Problem requirements:
From the line with "Expected: one point per instance of the wet" to the end of the data below, restate each line word for word, both ends included, without the pictures.

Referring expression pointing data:
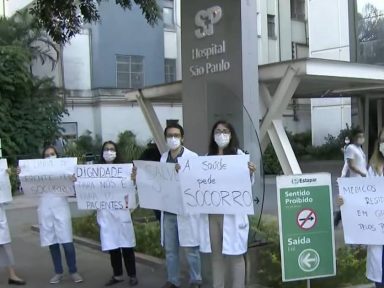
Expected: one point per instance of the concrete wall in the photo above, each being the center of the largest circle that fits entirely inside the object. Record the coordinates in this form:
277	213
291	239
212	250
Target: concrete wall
338	111
329	40
329	36
126	33
77	62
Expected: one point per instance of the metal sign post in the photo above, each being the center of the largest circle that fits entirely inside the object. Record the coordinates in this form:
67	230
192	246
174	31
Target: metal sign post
306	228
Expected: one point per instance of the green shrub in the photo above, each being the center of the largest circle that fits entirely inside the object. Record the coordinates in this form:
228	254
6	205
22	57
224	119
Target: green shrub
128	147
270	162
13	179
148	239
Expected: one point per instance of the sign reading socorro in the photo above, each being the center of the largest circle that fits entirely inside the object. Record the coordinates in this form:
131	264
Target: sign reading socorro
363	209
5	184
306	226
158	186
216	185
41	176
105	186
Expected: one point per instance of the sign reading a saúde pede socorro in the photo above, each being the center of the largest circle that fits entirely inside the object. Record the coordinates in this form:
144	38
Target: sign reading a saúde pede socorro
216	185
306	226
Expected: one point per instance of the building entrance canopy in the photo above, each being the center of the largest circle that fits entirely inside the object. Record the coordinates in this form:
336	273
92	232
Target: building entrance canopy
279	83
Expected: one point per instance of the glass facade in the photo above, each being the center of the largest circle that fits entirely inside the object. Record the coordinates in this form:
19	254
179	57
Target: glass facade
369	19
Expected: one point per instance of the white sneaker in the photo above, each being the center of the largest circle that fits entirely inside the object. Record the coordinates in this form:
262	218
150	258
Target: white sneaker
77	278
56	279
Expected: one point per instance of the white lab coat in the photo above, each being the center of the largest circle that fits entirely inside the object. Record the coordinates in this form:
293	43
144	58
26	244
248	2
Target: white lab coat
116	229
374	252
5	237
235	233
187	225
54	220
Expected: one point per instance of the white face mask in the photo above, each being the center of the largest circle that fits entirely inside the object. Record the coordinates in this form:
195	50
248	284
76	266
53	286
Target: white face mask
222	140
360	141
109	156
173	143
381	148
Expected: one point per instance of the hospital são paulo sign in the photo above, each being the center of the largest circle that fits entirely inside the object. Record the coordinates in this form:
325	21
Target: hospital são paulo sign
213	55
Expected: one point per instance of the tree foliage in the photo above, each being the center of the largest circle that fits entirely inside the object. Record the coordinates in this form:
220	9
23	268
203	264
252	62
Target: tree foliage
30	110
64	19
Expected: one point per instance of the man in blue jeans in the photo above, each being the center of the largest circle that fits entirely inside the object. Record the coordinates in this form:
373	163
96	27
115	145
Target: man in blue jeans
179	230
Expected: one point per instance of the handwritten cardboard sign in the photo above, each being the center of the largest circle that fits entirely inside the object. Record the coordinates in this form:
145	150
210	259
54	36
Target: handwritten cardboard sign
5	184
363	210
158	186
106	186
216	185
41	176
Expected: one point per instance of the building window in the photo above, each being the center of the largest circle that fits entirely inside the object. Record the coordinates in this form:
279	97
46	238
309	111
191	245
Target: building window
271	26
170	70
172	121
298	9
129	71
168	20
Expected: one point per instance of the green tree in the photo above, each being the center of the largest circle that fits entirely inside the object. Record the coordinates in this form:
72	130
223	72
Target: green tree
64	19
30	110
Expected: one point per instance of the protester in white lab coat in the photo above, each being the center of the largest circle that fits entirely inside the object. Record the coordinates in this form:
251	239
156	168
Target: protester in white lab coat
356	159
179	230
6	255
116	229
375	253
225	236
344	173
56	228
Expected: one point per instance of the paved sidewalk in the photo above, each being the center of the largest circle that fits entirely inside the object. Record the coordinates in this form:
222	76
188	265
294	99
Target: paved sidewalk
34	264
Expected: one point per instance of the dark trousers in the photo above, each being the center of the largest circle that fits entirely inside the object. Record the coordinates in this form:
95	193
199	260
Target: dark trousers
117	255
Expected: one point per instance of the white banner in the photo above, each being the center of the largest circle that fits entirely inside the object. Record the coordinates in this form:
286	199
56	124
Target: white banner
41	176
5	184
363	209
105	186
158	186
216	185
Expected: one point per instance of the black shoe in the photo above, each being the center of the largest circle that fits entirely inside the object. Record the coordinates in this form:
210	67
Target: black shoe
16	282
113	281
133	281
169	285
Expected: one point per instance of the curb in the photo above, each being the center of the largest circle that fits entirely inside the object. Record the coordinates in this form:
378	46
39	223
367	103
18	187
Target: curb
140	257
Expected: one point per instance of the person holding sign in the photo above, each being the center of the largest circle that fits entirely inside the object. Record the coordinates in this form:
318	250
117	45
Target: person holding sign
56	228
375	253
179	230
116	229
6	254
225	236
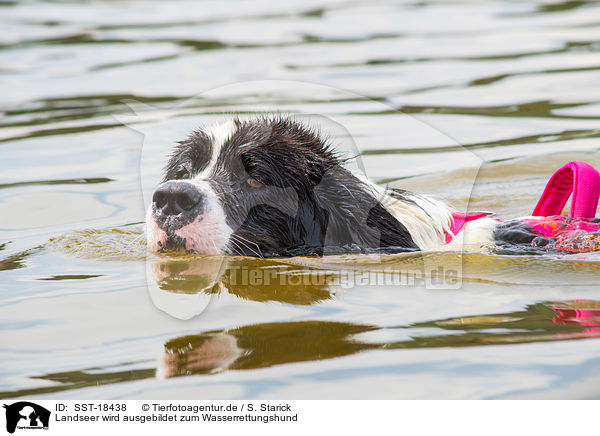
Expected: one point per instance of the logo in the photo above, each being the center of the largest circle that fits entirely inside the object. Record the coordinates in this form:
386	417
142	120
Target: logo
26	415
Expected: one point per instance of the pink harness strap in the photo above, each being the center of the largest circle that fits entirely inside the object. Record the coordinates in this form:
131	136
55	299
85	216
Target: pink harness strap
578	178
459	219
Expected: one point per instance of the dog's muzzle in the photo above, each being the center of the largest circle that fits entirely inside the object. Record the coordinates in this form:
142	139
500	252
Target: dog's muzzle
176	204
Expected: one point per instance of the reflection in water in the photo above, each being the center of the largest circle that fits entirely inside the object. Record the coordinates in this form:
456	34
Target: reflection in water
259	280
261	345
264	345
270	344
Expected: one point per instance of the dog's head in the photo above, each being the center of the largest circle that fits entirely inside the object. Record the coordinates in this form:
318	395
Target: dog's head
263	187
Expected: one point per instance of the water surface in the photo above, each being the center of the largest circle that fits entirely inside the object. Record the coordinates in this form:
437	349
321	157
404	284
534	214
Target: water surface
428	92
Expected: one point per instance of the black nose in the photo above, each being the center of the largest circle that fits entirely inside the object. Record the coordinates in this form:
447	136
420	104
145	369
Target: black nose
173	198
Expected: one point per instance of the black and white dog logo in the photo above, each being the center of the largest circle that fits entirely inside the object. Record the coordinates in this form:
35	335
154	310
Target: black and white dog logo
26	415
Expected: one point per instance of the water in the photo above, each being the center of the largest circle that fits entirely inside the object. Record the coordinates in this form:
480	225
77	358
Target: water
427	91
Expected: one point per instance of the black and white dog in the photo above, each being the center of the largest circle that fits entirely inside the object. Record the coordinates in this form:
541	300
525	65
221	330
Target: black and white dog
273	187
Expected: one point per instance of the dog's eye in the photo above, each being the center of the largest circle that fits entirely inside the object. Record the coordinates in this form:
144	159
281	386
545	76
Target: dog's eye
183	173
254	184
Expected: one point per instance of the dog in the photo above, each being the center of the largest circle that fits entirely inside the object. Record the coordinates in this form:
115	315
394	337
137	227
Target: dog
271	186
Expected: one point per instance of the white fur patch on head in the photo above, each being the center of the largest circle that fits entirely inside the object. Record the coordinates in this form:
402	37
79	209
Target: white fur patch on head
155	236
219	133
426	218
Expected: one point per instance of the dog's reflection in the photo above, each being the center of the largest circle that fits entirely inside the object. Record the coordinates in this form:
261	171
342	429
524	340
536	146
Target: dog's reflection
261	345
251	279
268	344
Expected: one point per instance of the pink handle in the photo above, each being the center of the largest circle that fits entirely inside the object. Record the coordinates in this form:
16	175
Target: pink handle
578	178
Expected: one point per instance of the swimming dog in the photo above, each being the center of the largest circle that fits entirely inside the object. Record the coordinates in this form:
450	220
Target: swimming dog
271	186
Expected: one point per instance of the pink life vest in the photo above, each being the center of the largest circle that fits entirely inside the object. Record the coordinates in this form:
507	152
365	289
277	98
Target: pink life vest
577	178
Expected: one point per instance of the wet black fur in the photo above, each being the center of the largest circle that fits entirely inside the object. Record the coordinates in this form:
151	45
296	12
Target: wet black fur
308	204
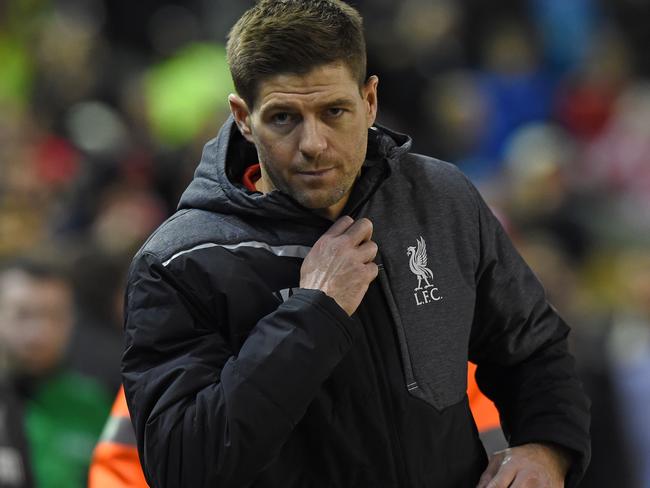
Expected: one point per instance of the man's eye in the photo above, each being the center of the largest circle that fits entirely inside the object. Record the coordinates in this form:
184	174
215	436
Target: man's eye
281	118
335	112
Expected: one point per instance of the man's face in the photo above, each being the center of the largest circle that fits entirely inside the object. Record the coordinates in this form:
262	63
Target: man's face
311	133
35	320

Answer for the task:
Expected: one point per instance of the wet black fur in the photo above, each being the center of the largest circle that fits entirely inside the object. Record the coordinates in this form:
151	45
296	12
Target: wet black fur
308	204
Expected: one point per instance of the man's eye in the photo above, each being the center of the largest circle that fits entirely inside the object. Record the coordinates in this form:
184	174
215	436
Target: man's eye
281	118
335	112
Expected: one point per instance of the man's face in the photo above, each being the center of the largest circle that fits entirely inside the object. Record the coordinates in this form:
262	63
Target: man's face
311	133
35	320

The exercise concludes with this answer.